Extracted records
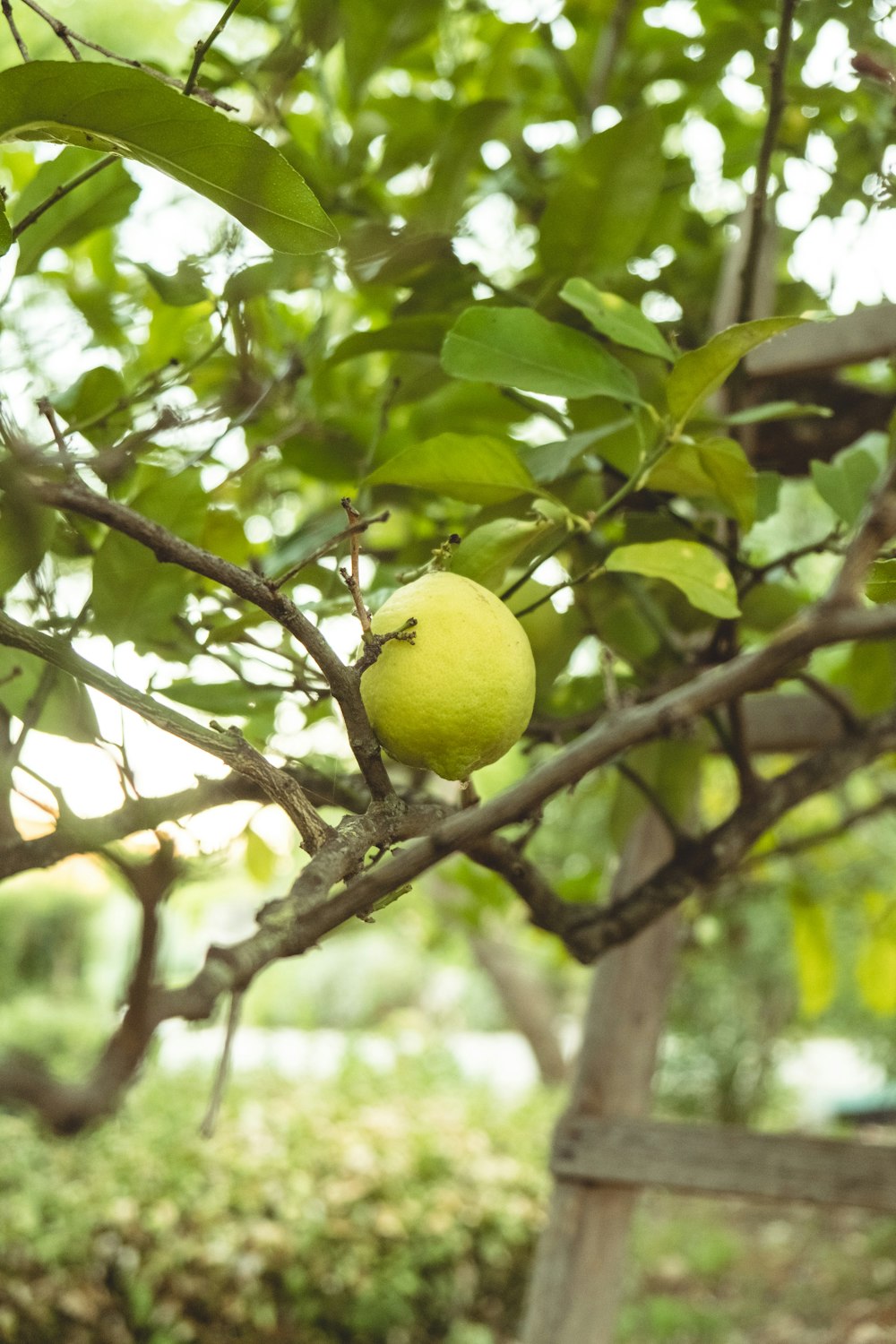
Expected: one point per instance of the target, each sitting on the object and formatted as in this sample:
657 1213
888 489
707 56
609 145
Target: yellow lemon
462 693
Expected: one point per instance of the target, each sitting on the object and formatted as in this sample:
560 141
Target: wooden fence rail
715 1160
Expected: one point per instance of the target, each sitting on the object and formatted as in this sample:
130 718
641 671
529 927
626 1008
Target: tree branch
62 191
88 835
202 48
777 72
228 745
788 849
344 682
67 1107
16 37
72 40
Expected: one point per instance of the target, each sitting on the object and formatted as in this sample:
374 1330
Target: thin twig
19 40
46 409
69 38
653 798
354 580
220 1086
228 745
876 527
605 56
202 48
756 225
362 526
788 849
343 680
62 191
839 703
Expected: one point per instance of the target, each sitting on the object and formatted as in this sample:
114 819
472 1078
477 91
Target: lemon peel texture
462 694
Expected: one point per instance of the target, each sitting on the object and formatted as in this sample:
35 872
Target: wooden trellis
605 1148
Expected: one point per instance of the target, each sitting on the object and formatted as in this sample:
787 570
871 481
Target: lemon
462 693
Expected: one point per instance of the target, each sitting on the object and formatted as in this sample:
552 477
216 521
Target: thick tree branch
228 745
344 682
88 835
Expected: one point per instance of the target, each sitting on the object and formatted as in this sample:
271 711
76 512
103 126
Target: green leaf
134 596
26 530
66 709
882 581
602 204
185 288
702 371
102 201
869 675
261 860
616 319
282 271
670 769
814 953
712 468
473 468
847 483
876 961
421 333
694 569
549 461
770 605
96 401
489 551
108 108
516 347
458 152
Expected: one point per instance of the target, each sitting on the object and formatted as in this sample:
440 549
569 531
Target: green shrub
45 937
64 1032
316 1214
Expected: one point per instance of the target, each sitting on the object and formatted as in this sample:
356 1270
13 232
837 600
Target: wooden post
575 1287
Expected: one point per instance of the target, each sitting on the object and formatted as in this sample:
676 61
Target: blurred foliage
335 1215
493 349
386 1210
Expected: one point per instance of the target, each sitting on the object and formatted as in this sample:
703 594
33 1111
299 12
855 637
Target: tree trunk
576 1279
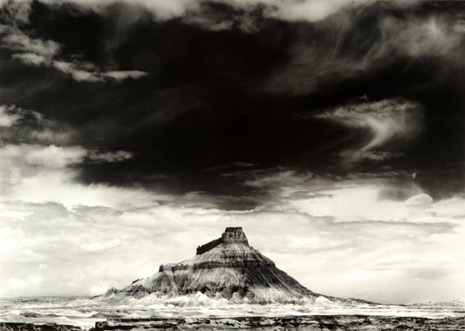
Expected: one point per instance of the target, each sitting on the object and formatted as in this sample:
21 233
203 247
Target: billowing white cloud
7 118
117 156
347 230
101 246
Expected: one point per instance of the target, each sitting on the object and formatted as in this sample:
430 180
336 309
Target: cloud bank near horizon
332 131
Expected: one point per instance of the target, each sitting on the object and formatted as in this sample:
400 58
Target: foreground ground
313 323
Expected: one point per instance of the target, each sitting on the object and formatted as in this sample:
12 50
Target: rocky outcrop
226 267
230 236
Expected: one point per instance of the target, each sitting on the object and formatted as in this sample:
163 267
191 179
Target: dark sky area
226 92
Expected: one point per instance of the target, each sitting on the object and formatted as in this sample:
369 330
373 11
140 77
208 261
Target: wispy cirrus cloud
38 52
389 121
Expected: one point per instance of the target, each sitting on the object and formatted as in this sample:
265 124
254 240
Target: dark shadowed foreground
316 323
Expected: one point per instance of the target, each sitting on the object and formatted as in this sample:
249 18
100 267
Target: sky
332 131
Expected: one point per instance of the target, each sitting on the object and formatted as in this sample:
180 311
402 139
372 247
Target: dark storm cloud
217 85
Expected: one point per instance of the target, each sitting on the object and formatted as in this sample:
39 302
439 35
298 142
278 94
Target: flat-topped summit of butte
226 267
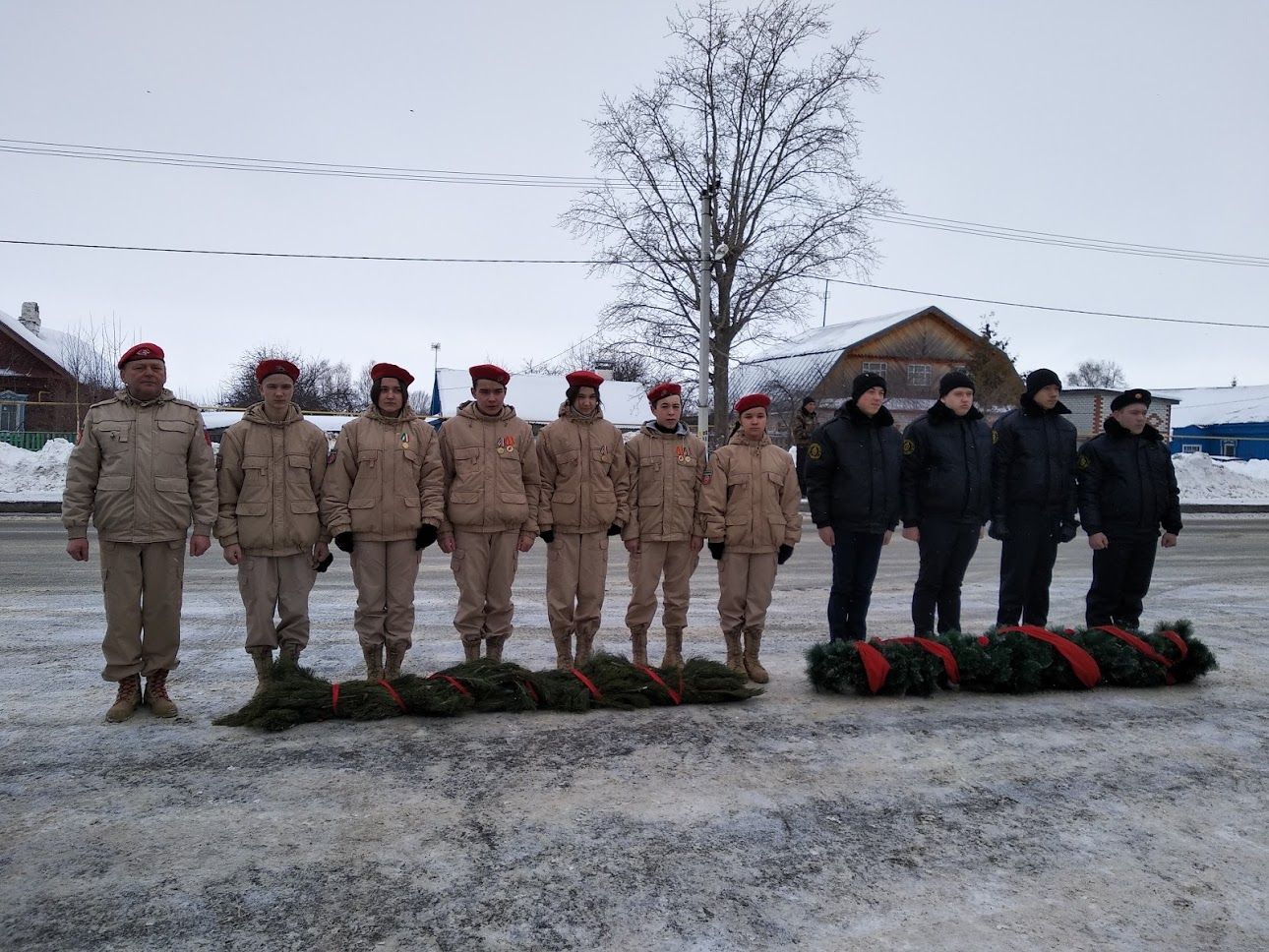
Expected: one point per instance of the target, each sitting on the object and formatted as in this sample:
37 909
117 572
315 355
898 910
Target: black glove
425 536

## ASSIGNED TASK
What you should produce is an exact copy of the records, with the pictures left out.

## EXPECTED OUTPUT
Expected: one point per instance of the target, each sitting on the object and formatted as in this sample:
657 1213
888 489
707 56
609 145
Target: yellow lemon
462 693
Expected: one point per instance of the target, each sitting on the object and formatted as in this sample:
560 141
Target: wooden fence rail
715 1160
Expected: one point per instance of the target, each sitting on the object and formatted as in this sample:
130 718
641 671
529 927
626 1008
Target: tree branch
62 191
88 835
202 48
777 72
228 745
788 849
344 682
67 1107
16 37
72 40
Expected: one point per instance of the target, each sitting on the object and formatted as in this sample:
374 1330
Target: thin twig
19 40
46 409
69 38
653 798
354 580
220 1086
228 745
876 527
605 56
202 48
756 225
362 526
788 849
343 680
62 191
839 703
Expected: one point per instance of the target, each sitting on the object and formatted as in this sample:
114 819
472 1078
477 91
Target: lemon peel texture
462 694
Expected: one point per instance of the target, each sitting on the object and formatted as in this sample:
35 872
Target: wooden trellis
605 1148
Expected: one point per instance of the target, each sitting on the object and formatted as in this sample:
787 570
871 481
Target: lemon
462 693
Expected: one point per instance of the target, each sitting on the object and formatted as in this sample:
552 477
216 521
Target: thick tree branch
228 745
344 682
88 835
Expected: one point per instance of the target, each sitting on the object and formatted as in this sample:
271 711
76 512
103 126
Target: green leaf
134 596
26 530
66 709
882 581
602 204
185 288
702 371
102 201
869 675
261 860
616 319
282 271
670 769
814 953
712 468
473 468
847 483
876 961
421 333
694 569
549 461
770 605
96 401
489 551
108 108
516 347
458 152
Expected: one point per instance of the target, each sitting on the object and formatted as in this sample:
440 549
569 531
Target: green shrub
45 937
64 1032
316 1214
Expected: one point per instance of the target, each sitting on the object and formatted as in this sample:
356 1270
13 232
837 600
Target: wooden post
575 1287
Expected: one point per instance of the target, each sitting on the object and formatted as in this sample:
676 61
Target: blurred foliage
335 1215
493 349
386 1210
Expected: one point per instance of the target, each sitting on the object and formatted as in this sample:
703 594
33 1111
299 12
855 637
Target: tree trunk
576 1279
Expected: one point per instance of the target, each sitting on the object and formatted as in this sample:
21 233
203 247
Target: billowing white cloud
7 118
117 156
347 230
101 246
Expected: one point per instance of the target, each sitting on the object and formatted as in this sample:
430 180
336 309
Target: cloud bank near horizon
332 131
Expected: one point per instance of the target, each sitting on the object and formatted as in this sample:
400 58
Target: foreground ground
313 323
Expected: one point per instance of the target, each sitting on the object and formatted as in this sample:
12 50
Target: rocky outcrop
226 267
230 236
Expected: one point per instance of the target, each sitting on the object and formatted as in this sample:
163 267
191 179
Target: dark sky area
226 92
Expected: one point per instance of the target, each sitting on the object and formatted as in this sample:
369 330
373 11
140 77
208 261
Target: wispy cirrus cloud
38 52
389 121
Expected: one point per instance of the target, each sitting on the object and formatted as in this sample:
265 124
254 240
Target: dark shadowed foreground
316 323
Expected: one point per instance of the target, each sitting on the object and formatted as in this sample:
249 18
100 267
Target: sky
332 131
Expected: one point per instance of the target, each sitting on the object and formatted as in this sample:
180 311
402 139
372 247
Target: dark storm cloud
217 85
Expected: one point per instance of the target, each sitting on the object and formatted as in this sample:
39 302
439 35
298 142
278 94
Target: flat-topped summit of butte
226 267
Expected: one point per instance of the target, each sitting on the object and formatted as in this sample:
37 909
117 572
315 355
898 910
Target: black glove
425 536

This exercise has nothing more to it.